» JOB A
In the article on 3:10 to Yuma, who is credited with shooting the film?

With notorious criminal Ben Wade a temporary guest in his home, rancher Dan Evans (Christian Bale, center) and the others escorting Wade to justice are noticeably on edge about strange sounds outside.
Historical

3:10 to Yuma — Unsafe Passage

Shot by Phedon Papamichael, ASC, this Western follows a desperate rancher’s attempt to bring a dangerous outlaw to justice.

Joe Donovan

Unit photography by Richard Foreman


This article was originally published in AC Oct., 2007. Some images are additional or alternate.


The “horse opera” was once a staple of Hollywood and the stock in trade of dozens of great ASC cinematographers, but today the Western remains a rare treat. This autumn promises to end the drought with 3:10 to Yuma, The Assassination of Jesse James by the Coward Robert Ford and No Country for Old Men.

» JOB B
Extract every line of the records that contains the string "orange".

» DATA PROVIDED
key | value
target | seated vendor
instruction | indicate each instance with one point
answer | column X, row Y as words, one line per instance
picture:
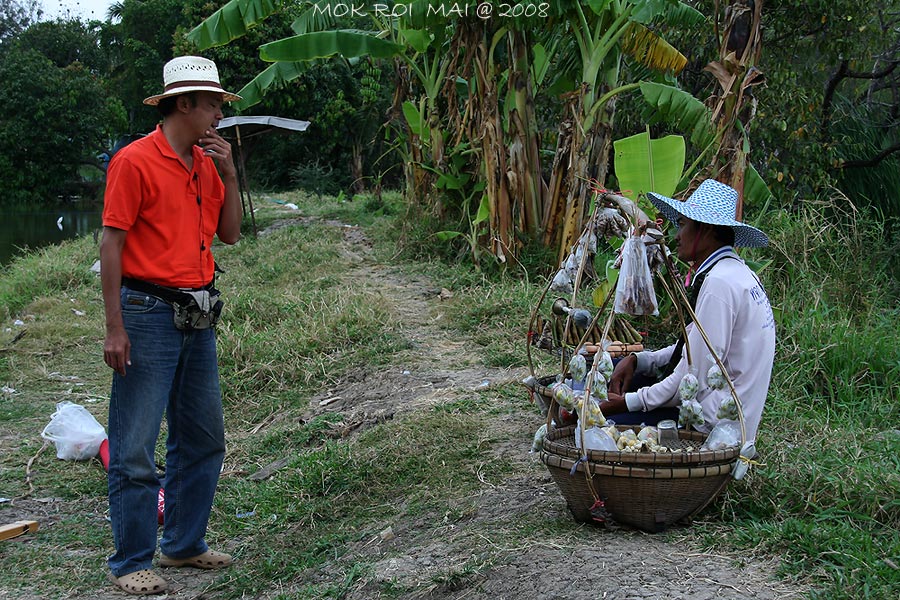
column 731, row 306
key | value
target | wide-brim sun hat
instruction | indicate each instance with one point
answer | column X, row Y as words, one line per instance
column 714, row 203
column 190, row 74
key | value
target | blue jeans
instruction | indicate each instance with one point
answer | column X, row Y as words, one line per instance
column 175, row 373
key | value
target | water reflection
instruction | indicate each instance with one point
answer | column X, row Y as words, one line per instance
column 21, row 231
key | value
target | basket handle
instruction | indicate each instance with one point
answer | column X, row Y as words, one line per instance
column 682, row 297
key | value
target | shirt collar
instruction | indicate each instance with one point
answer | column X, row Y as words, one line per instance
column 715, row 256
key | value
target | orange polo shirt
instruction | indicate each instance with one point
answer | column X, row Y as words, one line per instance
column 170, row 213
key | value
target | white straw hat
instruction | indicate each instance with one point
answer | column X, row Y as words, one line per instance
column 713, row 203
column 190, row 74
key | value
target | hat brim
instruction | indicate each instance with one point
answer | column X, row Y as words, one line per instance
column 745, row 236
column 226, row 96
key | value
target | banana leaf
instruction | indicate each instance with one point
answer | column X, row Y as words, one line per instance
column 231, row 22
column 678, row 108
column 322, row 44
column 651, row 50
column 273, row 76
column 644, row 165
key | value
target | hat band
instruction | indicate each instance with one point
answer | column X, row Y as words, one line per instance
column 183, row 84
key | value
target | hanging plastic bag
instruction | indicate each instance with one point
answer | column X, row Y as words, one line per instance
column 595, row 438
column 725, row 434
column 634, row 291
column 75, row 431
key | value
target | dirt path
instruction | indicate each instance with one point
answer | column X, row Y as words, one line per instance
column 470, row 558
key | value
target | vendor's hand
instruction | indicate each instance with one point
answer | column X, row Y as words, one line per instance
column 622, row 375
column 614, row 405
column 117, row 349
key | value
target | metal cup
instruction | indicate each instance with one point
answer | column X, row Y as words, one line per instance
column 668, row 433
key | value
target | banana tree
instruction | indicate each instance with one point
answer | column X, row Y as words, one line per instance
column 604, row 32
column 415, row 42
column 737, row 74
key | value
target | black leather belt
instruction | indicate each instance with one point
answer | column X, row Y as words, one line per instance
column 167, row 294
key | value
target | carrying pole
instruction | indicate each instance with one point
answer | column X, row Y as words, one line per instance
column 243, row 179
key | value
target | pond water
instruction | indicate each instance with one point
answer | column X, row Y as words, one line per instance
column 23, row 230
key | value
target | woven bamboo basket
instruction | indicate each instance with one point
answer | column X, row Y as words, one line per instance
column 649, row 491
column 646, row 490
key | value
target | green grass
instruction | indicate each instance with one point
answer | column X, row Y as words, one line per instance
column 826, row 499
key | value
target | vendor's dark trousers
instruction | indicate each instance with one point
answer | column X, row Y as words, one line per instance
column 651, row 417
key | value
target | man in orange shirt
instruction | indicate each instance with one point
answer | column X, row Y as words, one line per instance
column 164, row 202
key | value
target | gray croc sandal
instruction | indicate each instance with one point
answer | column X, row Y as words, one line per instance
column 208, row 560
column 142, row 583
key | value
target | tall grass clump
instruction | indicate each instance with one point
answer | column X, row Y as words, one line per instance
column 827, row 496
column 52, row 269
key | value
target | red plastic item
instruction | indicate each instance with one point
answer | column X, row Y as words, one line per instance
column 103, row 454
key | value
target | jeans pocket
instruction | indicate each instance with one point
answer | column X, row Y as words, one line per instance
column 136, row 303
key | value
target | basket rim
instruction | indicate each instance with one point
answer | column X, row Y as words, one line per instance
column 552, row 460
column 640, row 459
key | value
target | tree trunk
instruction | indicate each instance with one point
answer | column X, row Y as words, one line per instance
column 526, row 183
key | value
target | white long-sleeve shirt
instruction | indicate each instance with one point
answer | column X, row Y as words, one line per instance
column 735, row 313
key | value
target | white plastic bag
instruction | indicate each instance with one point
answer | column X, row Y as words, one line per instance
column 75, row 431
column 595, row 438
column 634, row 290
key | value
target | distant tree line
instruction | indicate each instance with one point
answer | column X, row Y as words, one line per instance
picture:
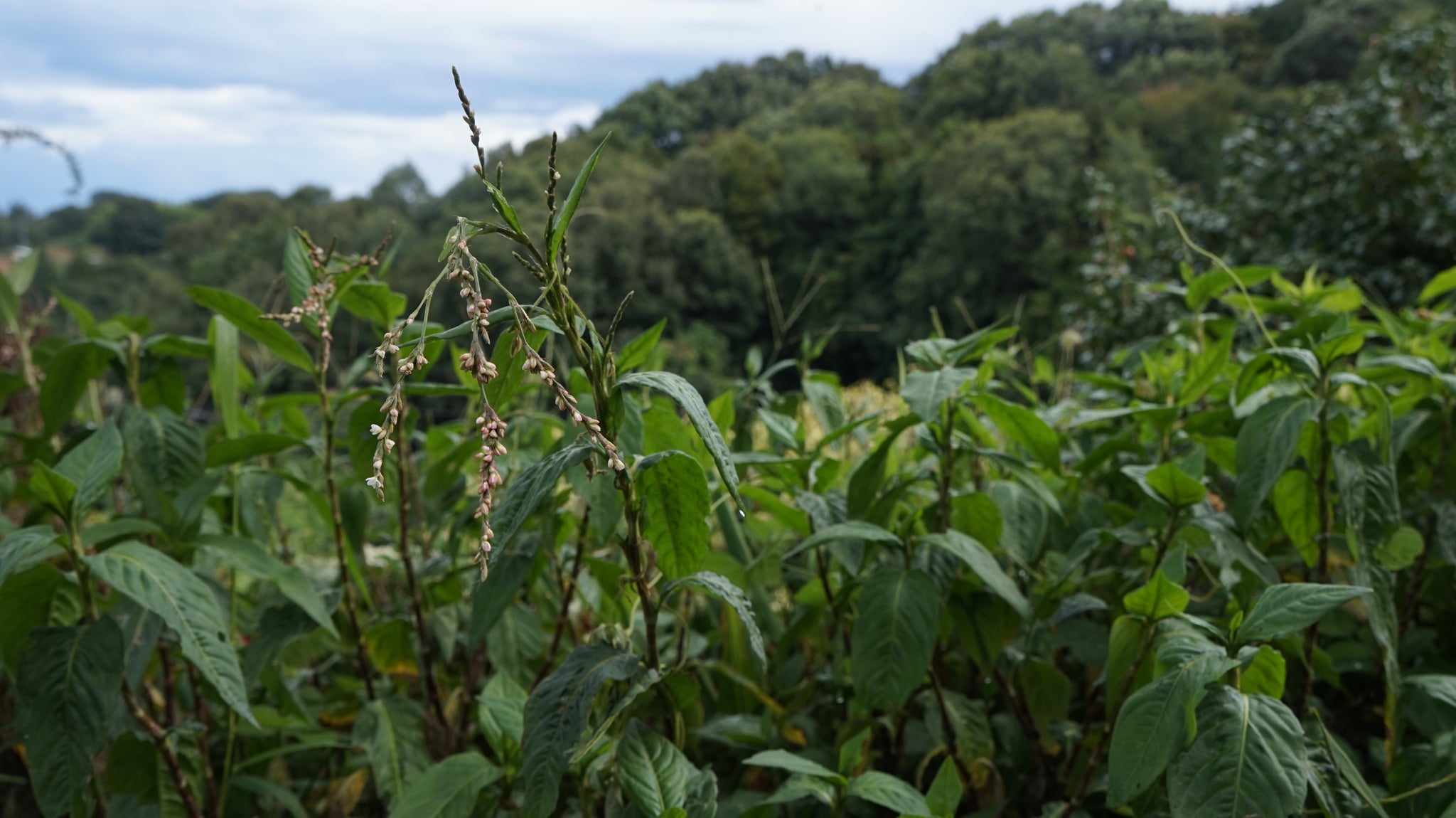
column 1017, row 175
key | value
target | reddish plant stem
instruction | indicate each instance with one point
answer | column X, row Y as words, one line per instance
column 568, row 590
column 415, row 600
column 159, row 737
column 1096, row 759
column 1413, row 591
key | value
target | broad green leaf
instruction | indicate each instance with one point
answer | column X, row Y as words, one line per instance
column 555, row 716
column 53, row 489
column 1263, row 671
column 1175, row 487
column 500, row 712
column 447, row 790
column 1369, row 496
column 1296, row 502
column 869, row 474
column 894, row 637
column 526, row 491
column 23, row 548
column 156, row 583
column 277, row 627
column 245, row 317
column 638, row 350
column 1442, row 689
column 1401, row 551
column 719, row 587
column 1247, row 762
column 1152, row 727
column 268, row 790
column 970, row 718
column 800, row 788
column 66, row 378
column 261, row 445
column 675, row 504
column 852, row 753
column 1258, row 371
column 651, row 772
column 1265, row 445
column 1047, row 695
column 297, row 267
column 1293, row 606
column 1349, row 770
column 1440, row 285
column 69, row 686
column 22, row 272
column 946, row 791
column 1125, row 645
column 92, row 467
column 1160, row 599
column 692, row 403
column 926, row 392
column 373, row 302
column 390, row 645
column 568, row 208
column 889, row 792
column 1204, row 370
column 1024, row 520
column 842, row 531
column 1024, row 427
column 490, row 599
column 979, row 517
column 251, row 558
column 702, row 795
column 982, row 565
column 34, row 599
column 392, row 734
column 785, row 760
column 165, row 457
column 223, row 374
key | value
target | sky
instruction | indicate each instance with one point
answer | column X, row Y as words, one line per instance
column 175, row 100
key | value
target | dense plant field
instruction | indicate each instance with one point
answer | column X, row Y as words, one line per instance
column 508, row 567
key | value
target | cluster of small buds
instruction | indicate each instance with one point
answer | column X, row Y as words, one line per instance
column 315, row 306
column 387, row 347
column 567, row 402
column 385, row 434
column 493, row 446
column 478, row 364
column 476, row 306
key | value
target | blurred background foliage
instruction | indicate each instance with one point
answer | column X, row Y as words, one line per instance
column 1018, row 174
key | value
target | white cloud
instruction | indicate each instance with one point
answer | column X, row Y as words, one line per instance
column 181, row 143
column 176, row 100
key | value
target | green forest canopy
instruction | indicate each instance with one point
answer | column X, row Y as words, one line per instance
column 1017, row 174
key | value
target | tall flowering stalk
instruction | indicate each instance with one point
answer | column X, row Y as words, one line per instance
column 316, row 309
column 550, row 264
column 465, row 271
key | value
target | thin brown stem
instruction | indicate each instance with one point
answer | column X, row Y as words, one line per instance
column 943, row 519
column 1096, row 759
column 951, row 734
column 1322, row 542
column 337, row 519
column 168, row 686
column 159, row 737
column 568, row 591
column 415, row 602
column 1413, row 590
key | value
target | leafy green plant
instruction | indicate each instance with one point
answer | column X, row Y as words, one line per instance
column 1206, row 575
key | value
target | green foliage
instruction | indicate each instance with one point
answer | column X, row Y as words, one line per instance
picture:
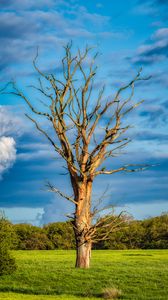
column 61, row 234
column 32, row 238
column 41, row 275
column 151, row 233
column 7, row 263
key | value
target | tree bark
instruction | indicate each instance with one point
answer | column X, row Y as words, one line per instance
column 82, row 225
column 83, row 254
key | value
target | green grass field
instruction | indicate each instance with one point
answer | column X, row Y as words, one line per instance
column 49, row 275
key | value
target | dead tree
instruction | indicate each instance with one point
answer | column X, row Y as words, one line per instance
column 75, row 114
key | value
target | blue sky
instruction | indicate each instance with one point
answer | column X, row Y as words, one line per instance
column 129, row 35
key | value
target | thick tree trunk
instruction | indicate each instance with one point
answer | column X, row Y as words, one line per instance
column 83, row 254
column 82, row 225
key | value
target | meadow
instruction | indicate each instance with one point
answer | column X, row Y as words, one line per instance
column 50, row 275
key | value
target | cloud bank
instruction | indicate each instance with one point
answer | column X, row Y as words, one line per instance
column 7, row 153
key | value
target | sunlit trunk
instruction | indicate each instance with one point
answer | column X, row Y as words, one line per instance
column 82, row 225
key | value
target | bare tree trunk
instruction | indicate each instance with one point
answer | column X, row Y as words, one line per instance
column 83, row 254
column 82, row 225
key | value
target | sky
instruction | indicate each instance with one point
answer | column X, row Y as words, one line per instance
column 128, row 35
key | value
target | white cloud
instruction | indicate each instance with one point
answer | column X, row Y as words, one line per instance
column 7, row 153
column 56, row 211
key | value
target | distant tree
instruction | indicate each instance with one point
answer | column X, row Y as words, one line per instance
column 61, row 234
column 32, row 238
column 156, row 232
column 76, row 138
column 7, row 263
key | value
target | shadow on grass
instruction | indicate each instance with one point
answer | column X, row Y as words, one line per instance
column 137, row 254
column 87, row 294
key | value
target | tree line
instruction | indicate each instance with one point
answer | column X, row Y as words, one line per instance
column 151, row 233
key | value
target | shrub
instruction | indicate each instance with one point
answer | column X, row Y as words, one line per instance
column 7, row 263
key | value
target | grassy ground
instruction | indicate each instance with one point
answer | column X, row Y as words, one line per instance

» COMPLETE RESPONSE A
Phedon Papamichael, ASC.

» COMPLETE RESPONSE B
target | orange polo shirt
target | man in orange shirt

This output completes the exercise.